PROBLEM STATEMENT: Lines from the one containing "Could you point out the white" through the last line of the records below are to be repeated exactly.

INFORMATION GIVEN:
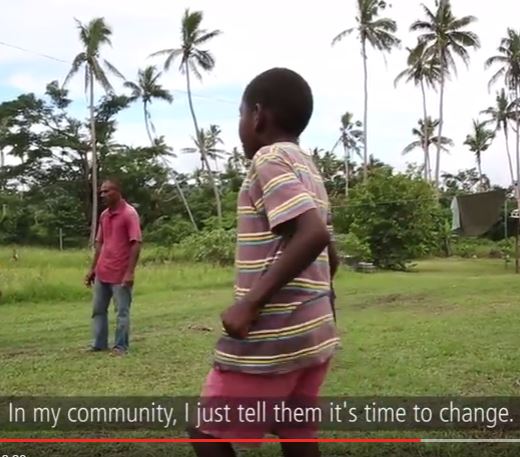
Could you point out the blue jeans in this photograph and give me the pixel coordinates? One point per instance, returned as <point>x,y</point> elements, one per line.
<point>103,293</point>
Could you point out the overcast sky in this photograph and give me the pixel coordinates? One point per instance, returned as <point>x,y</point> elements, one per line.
<point>257,36</point>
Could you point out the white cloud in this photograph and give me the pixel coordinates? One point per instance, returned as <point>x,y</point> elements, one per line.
<point>259,35</point>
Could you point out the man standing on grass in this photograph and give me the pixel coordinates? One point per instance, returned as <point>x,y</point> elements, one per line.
<point>118,244</point>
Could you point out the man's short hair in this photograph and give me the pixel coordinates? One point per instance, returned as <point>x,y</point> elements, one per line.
<point>286,94</point>
<point>115,182</point>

YOUR RESPONSE:
Could you point out the white cloud in this photograph and give me the pixel coordinates? One point per instance, returned as <point>x,y</point> elements, one per line.
<point>259,35</point>
Could you point out the man standing on grass in this photograph and give me the pixel coordinates? One point per instance, returned as <point>x,y</point> elements, one per line.
<point>118,244</point>
Could you point out the man's short hair in this photograph and give me the pixel coordinates? One point per instance, returned as <point>x,y</point> elements, one per line.
<point>286,94</point>
<point>115,182</point>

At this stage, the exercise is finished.